* _Task instructions_
Wherever "instance" appears in a line of the listing, that line should be returned.

* _Exercise material_
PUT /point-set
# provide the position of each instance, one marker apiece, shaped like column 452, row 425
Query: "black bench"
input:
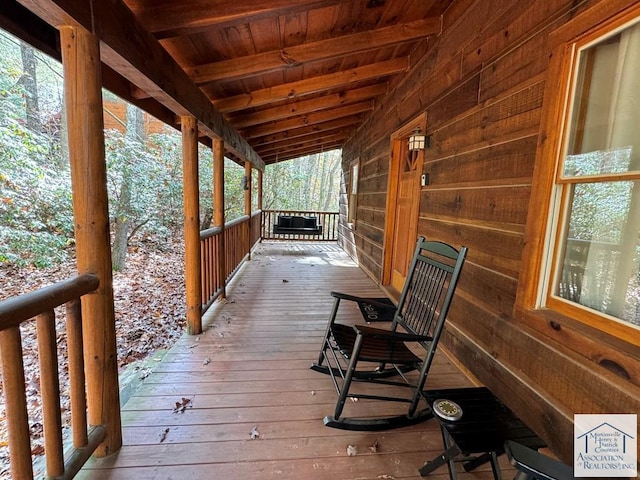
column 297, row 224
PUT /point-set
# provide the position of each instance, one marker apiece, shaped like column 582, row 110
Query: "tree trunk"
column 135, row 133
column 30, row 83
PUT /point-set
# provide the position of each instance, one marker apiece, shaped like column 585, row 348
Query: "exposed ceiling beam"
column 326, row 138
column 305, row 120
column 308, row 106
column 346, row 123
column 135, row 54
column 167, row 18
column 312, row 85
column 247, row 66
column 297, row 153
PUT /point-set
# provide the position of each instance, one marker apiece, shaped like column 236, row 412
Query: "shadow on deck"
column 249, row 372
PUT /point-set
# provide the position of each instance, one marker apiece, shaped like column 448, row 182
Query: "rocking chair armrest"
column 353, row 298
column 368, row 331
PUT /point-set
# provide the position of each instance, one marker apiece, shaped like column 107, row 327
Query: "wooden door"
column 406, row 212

* _Solution for this problem_
# provide the position of each instance, one marker apiece, shaped like column 452, row 425
# provide the position of each instance, one marker apiece, shaped like column 582, row 110
# provide the position of each instance, one marker apiece, shaped like column 585, row 348
# provide the position of each instance, one marker apiece, shaped like column 236, row 412
# provide the position of each instance, one marker apiece, shaped like column 448, row 182
# provide the position of each instance, one marker apiece, shaped like column 107, row 327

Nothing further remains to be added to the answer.